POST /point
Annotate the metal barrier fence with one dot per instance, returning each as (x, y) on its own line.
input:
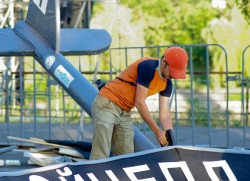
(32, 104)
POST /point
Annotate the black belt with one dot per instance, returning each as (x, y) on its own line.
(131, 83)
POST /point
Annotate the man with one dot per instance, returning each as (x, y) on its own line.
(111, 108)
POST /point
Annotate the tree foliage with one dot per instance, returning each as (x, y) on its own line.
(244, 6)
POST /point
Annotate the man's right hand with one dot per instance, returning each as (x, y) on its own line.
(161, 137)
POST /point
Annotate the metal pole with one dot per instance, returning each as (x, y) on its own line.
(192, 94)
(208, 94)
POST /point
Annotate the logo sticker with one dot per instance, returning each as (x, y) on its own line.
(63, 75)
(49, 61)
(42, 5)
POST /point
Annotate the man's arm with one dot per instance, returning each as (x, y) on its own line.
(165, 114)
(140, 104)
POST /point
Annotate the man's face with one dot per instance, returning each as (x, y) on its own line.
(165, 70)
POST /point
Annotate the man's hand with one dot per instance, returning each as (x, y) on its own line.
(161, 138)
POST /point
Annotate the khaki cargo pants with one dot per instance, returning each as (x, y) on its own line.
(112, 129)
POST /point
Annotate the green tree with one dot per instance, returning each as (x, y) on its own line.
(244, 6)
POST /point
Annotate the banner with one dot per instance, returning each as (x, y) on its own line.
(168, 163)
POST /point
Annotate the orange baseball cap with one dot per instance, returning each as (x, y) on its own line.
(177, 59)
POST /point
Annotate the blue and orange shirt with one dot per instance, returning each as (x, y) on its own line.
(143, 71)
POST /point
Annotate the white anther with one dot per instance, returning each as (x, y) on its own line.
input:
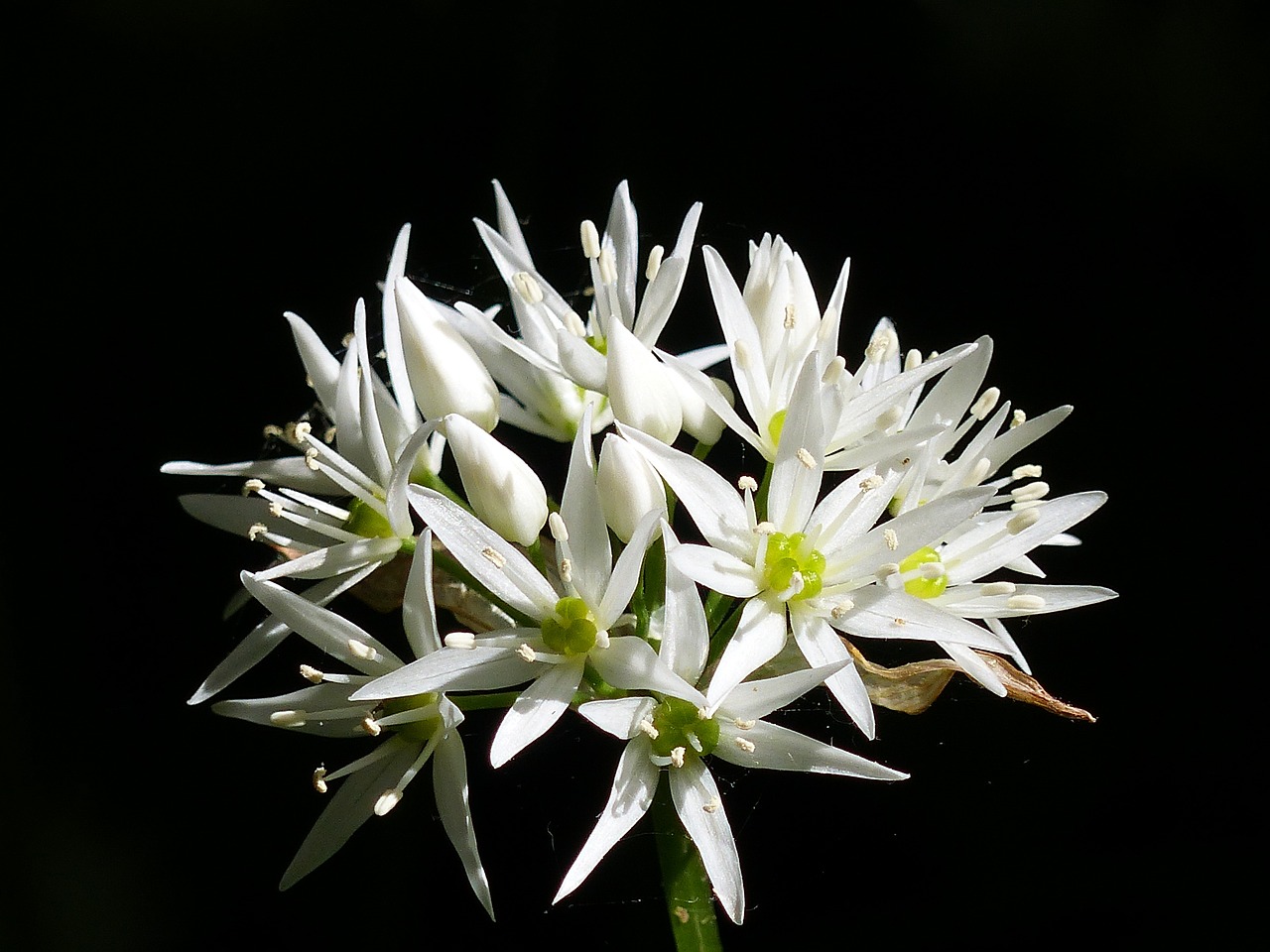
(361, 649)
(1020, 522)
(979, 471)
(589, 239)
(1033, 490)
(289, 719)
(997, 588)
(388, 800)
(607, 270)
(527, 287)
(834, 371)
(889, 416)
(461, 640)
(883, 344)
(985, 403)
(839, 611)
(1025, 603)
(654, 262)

++++++++++++++++++++

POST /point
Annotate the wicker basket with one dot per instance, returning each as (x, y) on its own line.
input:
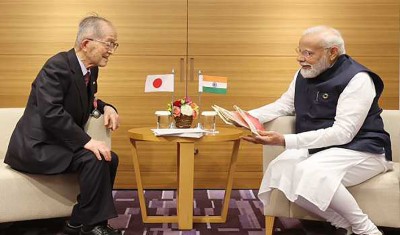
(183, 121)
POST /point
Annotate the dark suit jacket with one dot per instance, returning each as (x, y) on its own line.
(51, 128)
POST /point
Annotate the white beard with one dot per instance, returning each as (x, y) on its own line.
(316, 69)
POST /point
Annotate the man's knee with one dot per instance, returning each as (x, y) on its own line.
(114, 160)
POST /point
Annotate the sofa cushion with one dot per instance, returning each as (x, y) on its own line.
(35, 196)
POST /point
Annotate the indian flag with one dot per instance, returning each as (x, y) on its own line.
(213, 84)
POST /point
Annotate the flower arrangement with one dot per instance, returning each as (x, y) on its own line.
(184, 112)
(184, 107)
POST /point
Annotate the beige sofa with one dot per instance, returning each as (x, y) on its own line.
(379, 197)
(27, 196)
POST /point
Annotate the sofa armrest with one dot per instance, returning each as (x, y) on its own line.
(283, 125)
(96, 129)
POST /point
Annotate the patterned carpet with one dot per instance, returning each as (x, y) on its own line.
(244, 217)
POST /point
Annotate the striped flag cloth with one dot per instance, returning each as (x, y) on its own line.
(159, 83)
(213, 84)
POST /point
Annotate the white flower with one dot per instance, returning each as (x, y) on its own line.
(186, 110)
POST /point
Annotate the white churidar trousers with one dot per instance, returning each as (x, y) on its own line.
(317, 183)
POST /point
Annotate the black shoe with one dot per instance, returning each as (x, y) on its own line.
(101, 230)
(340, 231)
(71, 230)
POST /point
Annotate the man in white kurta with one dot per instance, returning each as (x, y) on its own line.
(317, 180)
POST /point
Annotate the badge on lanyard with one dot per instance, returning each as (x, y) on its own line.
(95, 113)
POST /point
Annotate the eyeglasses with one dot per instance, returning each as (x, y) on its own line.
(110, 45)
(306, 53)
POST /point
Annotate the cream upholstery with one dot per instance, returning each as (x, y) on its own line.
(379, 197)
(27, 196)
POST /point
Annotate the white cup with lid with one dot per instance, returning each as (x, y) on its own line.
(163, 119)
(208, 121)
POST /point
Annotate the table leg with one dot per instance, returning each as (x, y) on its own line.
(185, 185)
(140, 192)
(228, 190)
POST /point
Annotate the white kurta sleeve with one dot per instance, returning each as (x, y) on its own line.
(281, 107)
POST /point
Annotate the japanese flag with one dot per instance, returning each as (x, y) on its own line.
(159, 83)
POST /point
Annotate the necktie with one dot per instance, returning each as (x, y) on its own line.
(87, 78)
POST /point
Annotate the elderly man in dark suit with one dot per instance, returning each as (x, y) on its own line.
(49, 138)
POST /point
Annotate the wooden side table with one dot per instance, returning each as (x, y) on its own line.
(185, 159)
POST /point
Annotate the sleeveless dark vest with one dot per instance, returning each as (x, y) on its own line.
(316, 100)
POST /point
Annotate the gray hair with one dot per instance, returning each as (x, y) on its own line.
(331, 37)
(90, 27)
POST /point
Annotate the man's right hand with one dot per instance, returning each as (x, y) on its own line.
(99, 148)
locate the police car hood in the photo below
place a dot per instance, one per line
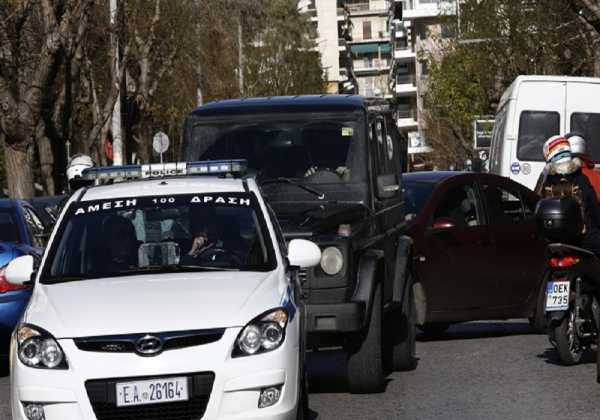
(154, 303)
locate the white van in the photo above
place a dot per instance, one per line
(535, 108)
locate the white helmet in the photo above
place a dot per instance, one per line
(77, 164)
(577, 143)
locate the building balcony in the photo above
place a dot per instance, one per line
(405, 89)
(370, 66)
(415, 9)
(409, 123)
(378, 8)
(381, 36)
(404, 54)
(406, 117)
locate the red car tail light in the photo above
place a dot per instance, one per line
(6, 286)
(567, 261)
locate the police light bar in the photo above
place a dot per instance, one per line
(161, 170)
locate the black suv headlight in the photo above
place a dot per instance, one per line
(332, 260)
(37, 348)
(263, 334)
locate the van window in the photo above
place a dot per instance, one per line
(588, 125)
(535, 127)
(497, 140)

++++++++++++++++++++

▶ [WHAT YOU WILL DO]
Track down every line in the entries that includes the string "locate", and copy it.

▶ [REPLY TO THE EXERCISE]
locate the police car hood in the photo below
locate the white van in the photo above
locate the white helmet in the photo above
locate the building balcony in the photo above
locate the red car tail light in the photo above
locate the police light bar in the photo above
locate the black suv headlight in the photo above
locate the van window in the photo above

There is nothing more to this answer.